Print the passage on billionaire campaign contributions verbatim, from "Translating their wealth" to "last presidential election.".

> [SUPPLIED TEXT]
◇ ◇ ◇ ◇ ◇
And as the Americans For Tax Fairness reported in 2022:
Twelve years after the Supreme Court opened the floodgates to big money in politics with its controversial Citizens United decision handed down Jan. 21, 2010, a new report from Americans for Tax Fairness finds a tsunami of billionaire contributions has been flowing into federal elections.
Translating their wealth into political power, billionaires upped their campaign contributions from a relatively modest $31 million in the 2010 elections (the first held under the new rules) to $1.2 billion in the most recent presidential cycle—a nearly 40-fold increase. Billionaire political donations in 2020 were nearly double the $682 million in 2016, the last presidential election.
[...]
The report finds that almost 40% of all billionaire campaign contributions made since 1990 occurred during the 2020 season. Billionaires had a lot more money to give politicians and political causes in 2020 as their collective wealth jumped by nearly a third, or over $900 billion, to $3.9 trillion between the March beginning of the pandemic and a month before Election Day. Billionaire fortunes have continued to climb since: as of October 2021, billionaires were worth $5.1 trillion, more than a 20-fold increase in their collective fortune since 1990, when it stood at $240 billion, adjusted for inflation.
Perhaps the most impressive, is that even Barack Obama warned about the implications of this development right after Court's decision. As Politico reported back in 2010:
President Obama led a chorus of Democrats and public interest groups attacking the decision, saying in a statement that the court “has given a green light to a new stampede of special interest money in our politics,” and vowing that he will work with congressional leaders “to develop a forceful response.”
◇ ◇ ◇ ◇ ◇
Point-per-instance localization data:
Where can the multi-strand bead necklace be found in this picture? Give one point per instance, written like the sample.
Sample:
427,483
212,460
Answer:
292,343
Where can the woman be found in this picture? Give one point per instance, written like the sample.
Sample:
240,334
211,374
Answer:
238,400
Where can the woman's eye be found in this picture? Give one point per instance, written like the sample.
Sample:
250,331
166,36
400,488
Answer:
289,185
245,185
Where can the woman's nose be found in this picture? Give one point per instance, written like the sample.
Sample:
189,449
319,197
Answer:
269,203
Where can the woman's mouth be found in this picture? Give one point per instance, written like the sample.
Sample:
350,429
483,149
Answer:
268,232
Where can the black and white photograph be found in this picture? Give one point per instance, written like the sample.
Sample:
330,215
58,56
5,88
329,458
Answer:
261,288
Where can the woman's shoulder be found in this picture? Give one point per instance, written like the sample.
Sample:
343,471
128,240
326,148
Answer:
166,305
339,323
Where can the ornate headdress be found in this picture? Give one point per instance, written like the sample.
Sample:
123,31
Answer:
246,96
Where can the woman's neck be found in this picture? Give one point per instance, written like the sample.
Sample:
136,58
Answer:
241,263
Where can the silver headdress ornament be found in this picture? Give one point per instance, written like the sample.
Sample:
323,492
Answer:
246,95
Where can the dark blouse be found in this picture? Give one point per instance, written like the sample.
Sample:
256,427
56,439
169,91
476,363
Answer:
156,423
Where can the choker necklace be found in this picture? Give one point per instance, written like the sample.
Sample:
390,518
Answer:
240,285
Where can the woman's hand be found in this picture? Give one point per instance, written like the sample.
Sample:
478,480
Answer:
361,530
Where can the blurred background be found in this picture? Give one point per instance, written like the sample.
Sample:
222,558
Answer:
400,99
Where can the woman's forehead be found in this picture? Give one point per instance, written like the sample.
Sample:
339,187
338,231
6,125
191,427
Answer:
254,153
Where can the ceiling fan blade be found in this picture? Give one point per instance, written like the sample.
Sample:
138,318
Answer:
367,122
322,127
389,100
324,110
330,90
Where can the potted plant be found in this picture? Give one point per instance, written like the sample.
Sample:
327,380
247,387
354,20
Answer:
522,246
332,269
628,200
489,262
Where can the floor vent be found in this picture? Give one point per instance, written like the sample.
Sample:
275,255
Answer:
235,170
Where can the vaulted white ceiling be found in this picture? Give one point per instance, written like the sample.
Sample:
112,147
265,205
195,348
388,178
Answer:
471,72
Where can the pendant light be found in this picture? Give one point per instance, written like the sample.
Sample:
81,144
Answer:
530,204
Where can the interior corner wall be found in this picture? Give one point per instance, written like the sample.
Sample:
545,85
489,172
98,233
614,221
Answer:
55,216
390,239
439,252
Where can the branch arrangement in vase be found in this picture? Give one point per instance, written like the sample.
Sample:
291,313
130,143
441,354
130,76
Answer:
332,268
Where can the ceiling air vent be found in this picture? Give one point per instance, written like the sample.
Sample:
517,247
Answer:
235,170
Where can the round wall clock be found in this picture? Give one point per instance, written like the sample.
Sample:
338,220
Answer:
◇ ◇ ◇ ◇ ◇
> [TASK RESPONSE]
Translating their wealth into political power, billionaires upped their campaign contributions from a relatively modest $31 million in the 2010 elections (the first held under the new rules) to $1.2 billion in the most recent presidential cycle—a nearly 40-fold increase. Billionaire political donations in 2020 were nearly double the $682 million in 2016, the last presidential election.